▸ Task objective
In the records, replace "cupola" with "turret" between the line that contains "For every instance of the blue sky, set" and the line that contains "x=340 y=947", inclusive, and give back only those lines with nothing else changed.

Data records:

• • • •

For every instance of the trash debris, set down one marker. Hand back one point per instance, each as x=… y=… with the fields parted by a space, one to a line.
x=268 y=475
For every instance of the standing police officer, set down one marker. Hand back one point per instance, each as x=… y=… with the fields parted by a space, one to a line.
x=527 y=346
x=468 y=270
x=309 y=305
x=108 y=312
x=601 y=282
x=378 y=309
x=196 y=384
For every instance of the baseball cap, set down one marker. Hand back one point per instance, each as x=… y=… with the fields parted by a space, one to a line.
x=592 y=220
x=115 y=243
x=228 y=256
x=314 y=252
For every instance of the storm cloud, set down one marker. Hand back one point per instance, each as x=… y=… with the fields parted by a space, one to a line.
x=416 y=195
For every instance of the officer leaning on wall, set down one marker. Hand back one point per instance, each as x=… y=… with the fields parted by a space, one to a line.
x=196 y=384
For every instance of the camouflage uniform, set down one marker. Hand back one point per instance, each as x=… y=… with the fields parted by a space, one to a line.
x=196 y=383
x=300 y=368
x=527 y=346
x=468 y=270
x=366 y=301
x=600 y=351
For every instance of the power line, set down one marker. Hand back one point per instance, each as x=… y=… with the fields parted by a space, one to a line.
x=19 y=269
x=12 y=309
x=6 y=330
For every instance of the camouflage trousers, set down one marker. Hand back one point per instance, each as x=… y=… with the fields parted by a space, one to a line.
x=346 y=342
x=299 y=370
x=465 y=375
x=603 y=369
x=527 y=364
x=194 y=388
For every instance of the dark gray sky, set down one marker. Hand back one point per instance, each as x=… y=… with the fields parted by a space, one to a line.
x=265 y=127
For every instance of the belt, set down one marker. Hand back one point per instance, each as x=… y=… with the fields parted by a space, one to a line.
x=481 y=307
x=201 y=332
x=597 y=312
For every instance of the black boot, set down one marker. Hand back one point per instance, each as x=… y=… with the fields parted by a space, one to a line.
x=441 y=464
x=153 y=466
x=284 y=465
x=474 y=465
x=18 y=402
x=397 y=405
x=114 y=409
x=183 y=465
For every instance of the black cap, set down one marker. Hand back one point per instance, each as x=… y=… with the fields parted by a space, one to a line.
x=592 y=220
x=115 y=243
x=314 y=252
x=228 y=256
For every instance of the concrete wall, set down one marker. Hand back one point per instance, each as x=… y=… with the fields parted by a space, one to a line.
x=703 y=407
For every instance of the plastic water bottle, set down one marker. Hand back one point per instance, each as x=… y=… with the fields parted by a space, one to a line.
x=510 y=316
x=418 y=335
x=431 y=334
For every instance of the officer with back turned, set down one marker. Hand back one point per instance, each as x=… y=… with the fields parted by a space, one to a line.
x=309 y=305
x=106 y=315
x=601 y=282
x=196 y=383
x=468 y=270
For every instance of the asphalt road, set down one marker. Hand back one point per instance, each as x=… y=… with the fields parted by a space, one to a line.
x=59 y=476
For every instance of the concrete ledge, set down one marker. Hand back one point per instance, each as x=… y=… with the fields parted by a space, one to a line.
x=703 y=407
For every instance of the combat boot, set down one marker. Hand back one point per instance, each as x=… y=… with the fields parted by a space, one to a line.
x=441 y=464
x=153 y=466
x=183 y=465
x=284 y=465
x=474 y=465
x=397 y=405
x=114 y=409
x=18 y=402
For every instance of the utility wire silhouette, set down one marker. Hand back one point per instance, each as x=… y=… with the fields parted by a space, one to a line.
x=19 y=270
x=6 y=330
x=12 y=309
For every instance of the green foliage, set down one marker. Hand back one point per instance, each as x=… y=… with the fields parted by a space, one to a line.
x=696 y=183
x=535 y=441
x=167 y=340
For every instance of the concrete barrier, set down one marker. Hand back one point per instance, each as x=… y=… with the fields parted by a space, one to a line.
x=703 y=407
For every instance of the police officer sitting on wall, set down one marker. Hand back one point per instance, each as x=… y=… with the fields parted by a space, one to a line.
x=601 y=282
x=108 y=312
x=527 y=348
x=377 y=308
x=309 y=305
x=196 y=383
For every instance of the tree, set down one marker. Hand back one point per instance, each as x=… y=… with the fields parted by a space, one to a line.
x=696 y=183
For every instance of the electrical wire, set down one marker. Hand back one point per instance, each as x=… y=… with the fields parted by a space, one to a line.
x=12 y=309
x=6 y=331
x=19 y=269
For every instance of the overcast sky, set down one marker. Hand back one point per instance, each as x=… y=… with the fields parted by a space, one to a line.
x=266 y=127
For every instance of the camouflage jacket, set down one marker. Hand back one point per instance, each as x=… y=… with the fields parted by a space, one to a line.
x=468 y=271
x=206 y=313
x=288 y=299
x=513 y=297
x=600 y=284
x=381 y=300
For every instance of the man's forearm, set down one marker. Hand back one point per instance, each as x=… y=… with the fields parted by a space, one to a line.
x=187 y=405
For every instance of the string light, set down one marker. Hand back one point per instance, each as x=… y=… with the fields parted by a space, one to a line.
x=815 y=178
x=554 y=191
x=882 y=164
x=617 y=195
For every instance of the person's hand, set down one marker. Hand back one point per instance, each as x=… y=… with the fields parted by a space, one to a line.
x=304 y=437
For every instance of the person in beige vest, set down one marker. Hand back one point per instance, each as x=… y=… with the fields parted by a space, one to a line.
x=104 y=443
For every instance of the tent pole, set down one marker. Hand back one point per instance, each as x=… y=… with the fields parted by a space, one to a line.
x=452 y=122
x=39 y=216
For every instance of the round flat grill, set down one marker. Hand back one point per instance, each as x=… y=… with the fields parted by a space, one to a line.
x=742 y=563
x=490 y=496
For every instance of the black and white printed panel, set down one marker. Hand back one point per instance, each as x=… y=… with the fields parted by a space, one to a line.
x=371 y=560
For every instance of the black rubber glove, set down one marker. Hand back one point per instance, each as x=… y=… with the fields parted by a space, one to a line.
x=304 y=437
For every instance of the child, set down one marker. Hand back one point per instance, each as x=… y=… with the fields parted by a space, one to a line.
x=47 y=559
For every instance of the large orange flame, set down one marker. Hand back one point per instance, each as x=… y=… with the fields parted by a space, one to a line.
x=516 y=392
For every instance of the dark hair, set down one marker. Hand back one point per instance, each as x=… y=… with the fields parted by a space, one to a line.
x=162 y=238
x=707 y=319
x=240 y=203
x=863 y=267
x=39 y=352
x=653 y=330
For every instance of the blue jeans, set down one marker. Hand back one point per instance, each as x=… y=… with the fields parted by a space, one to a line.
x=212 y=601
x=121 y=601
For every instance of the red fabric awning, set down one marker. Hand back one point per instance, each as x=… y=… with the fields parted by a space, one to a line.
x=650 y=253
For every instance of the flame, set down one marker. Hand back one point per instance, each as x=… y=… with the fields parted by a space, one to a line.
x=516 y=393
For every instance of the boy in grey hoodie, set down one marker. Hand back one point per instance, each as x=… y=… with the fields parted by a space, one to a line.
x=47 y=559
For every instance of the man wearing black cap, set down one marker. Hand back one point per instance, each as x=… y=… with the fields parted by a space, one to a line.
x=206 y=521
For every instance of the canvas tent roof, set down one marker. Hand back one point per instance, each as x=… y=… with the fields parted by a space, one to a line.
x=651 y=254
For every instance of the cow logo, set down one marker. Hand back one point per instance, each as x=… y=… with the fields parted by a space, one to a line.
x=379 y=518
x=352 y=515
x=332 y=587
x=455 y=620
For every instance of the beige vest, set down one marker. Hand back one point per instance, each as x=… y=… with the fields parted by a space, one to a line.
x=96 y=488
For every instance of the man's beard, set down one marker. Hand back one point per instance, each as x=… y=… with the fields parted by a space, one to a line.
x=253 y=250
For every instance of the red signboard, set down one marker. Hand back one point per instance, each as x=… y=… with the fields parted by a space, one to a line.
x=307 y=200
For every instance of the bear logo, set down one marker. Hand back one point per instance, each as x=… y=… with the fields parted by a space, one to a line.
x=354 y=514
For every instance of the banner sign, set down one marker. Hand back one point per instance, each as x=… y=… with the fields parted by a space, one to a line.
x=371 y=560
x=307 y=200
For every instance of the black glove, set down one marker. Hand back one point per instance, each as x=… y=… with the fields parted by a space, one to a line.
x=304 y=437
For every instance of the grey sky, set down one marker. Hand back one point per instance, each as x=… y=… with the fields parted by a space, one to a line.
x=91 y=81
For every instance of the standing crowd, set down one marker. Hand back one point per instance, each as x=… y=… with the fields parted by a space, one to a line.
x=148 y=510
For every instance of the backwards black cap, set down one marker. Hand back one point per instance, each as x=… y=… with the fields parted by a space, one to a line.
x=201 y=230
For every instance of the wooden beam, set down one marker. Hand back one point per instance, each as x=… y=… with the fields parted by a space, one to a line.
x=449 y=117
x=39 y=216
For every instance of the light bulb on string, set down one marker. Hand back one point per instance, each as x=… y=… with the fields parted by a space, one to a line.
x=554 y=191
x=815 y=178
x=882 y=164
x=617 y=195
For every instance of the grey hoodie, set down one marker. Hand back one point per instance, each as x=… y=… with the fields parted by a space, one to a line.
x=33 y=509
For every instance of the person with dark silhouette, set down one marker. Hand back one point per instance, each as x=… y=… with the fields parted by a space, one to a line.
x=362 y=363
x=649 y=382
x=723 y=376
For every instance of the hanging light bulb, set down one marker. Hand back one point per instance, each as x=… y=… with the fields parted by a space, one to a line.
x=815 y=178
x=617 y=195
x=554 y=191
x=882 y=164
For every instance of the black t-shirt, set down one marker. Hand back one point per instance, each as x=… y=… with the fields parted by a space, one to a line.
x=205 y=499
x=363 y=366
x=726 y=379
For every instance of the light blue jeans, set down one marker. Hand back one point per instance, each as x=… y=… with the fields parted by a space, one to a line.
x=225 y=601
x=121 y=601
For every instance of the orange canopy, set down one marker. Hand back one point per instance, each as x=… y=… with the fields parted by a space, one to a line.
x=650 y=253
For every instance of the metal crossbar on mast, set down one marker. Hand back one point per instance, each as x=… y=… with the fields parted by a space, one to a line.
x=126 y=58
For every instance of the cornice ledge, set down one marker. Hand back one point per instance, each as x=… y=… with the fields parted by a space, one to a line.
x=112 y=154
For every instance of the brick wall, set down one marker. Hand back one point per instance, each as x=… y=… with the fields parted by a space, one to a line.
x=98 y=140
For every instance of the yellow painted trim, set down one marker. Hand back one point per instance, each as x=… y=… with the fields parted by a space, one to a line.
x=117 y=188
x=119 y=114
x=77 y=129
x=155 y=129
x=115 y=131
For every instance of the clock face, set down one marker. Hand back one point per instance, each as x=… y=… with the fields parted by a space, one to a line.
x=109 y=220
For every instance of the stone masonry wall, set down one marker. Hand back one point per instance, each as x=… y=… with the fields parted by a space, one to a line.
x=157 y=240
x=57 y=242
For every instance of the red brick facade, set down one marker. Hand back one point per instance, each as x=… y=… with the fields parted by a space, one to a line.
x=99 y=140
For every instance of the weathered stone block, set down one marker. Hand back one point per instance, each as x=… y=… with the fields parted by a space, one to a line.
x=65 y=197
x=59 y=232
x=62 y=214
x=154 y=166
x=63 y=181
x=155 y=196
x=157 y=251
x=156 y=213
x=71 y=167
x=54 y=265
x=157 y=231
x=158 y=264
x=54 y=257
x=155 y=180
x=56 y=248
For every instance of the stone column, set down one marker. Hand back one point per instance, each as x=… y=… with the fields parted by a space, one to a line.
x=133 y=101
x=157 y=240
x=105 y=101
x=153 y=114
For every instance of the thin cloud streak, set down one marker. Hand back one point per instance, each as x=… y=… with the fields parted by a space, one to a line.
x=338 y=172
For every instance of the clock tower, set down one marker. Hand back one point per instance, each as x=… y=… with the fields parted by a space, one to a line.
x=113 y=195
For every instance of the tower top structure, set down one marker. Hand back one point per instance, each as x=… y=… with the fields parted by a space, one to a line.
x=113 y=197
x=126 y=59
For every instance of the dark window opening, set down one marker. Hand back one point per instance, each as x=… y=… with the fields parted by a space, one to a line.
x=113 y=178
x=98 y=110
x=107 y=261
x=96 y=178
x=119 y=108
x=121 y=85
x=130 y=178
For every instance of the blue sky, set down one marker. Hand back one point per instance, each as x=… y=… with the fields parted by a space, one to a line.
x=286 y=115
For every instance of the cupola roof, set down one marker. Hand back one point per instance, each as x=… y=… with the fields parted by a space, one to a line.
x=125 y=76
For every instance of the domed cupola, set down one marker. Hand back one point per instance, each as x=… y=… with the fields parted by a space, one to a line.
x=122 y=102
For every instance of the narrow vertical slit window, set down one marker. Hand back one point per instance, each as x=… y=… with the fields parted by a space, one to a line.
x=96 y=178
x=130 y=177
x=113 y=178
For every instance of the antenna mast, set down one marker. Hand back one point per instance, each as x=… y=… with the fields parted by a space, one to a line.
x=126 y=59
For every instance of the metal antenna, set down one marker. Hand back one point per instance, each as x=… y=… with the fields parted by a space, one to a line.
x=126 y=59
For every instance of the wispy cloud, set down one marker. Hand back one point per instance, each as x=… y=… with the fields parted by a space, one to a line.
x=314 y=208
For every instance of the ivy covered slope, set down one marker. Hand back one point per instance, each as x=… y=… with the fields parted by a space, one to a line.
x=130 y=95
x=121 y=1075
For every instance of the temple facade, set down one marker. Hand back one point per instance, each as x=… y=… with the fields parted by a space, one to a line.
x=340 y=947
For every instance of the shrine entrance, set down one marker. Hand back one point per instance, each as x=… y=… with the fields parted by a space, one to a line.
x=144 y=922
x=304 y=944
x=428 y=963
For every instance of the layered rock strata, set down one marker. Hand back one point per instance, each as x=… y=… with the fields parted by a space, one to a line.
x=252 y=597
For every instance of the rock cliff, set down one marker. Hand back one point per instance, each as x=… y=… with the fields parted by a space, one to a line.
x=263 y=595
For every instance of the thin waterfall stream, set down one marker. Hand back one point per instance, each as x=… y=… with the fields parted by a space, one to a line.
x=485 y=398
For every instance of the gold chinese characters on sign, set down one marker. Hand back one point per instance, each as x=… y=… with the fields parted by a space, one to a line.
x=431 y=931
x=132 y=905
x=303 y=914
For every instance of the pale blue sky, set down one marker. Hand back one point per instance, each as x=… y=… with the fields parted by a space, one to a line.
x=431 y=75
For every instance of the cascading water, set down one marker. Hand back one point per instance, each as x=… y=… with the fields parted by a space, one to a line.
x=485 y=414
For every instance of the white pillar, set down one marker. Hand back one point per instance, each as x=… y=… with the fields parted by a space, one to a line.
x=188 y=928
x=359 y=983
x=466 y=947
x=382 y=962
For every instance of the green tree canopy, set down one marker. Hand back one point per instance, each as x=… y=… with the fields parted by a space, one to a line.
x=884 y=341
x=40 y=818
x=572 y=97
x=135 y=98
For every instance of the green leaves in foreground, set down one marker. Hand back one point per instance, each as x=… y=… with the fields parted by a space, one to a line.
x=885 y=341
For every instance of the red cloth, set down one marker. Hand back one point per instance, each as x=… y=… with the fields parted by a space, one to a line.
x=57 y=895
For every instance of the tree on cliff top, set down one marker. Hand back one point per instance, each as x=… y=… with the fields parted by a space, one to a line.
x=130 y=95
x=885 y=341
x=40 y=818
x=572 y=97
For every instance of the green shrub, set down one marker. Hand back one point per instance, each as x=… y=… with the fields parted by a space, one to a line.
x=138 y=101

• • • •

▸ Worked solution
For every instance of the blue sky, set down one marker. Hand back one point per instance, each as x=… y=… with the fields parted by a space, one to a line.
x=286 y=115
For every instance of the turret roof, set down one marker. Hand back one point per instance, each as x=… y=… with the fields parted by a space, one to a line.
x=125 y=76
For every instance of the domed turret, set down one marker. Hand back one point per instance, each as x=… y=… with the fields parted by a space, one to a line.
x=122 y=102
For every instance of the narrow vertical slit window, set down one marker. Hand back one point per instance, each as x=… y=… with the fields parted by a space, one to a line.
x=96 y=178
x=130 y=177
x=113 y=178
For every instance of the antenna mast, set down one marker. Hand back one point per instance, each as x=… y=… with the fields parted by a space, one to a line.
x=126 y=59
For every instance of the metal antenna, set down one marker. Hand back one point per instance, each as x=… y=… with the fields parted by a space, one to a line.
x=126 y=59
For every instance of the wispy cloud, set down one marker. Hand back one point per instance, each as x=… y=… with the fields parted by a space, one to a line.
x=314 y=208
For every instance of the ivy covered slope, set down one marker. Hand back one point per instance, each as x=… y=… with the fields parted by a space, one to a line.
x=130 y=95
x=121 y=1075
For every instance of the temple facade, set down one marker. Hand back one point per instance, each as x=… y=… with the fields parted by a space, one to a line.
x=340 y=947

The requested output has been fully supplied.